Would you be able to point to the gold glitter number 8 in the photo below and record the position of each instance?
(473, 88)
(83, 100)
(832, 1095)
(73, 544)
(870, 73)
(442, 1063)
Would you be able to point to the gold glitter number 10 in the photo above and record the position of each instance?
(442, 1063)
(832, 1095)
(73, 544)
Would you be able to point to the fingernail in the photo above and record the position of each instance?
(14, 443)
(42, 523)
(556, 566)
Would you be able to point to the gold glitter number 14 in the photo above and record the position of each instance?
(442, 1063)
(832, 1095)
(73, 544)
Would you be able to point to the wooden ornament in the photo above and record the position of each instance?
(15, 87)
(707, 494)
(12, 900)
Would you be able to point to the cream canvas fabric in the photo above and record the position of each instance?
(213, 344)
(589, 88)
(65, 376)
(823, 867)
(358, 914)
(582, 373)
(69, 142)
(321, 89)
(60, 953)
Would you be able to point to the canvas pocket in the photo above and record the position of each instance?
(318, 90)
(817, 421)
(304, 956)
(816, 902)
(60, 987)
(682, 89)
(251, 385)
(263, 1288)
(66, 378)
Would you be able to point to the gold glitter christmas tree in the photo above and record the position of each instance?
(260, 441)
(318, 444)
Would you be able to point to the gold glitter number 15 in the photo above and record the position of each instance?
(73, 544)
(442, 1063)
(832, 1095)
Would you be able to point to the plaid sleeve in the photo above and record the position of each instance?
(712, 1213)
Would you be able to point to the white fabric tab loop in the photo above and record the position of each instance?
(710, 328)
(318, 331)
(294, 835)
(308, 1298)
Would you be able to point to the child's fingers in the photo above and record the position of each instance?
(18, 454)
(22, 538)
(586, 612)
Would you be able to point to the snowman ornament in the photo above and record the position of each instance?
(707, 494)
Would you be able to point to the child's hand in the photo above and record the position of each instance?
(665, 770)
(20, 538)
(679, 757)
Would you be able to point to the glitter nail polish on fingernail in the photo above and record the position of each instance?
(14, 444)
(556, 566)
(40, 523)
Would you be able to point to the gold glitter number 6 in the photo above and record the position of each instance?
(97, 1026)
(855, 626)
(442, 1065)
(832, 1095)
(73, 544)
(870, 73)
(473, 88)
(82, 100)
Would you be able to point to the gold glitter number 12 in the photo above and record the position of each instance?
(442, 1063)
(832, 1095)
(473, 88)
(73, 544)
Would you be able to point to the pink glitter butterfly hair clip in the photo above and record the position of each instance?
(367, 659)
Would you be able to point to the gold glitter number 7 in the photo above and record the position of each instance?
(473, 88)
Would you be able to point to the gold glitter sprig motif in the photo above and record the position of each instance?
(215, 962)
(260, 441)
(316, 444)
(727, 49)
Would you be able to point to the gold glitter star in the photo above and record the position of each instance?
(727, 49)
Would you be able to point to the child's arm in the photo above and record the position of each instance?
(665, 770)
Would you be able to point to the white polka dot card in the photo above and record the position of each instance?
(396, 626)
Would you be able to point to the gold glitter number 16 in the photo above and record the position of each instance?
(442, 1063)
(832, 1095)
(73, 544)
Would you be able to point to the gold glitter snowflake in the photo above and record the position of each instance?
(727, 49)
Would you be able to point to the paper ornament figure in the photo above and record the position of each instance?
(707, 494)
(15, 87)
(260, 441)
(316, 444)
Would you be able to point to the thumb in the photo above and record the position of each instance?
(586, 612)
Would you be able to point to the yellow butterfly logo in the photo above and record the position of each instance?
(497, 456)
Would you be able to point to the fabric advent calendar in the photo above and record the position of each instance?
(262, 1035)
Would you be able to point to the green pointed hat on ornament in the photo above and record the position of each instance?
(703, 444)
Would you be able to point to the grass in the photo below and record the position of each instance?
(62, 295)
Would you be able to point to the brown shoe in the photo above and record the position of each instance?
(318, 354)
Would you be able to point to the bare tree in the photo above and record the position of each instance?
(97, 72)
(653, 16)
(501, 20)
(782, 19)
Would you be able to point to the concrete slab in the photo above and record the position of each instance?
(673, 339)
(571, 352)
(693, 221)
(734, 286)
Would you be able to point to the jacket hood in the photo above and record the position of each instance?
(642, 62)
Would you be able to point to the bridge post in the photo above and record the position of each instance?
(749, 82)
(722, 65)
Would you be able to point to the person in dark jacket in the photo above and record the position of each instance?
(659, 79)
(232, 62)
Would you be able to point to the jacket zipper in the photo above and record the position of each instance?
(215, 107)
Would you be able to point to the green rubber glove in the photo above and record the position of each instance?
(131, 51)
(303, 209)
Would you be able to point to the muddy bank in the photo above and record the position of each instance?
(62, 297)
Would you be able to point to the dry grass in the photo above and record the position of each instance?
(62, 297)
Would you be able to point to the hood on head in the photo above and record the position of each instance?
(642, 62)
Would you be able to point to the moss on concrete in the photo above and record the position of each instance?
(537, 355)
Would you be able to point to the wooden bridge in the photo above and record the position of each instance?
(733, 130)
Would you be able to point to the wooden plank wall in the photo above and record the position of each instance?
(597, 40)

**Objetivo do exercício:**
Reproduza sem nenhuma alteração as linhas da listagem acima, começando pela que contém "Would you be able to point to the plaid" e terminando na que contém "(712, 1213)", ambas incluídas.

**Resposta:**
Would you be able to point to the plaid sleeve in the photo above and record the position of each instance?
(712, 1213)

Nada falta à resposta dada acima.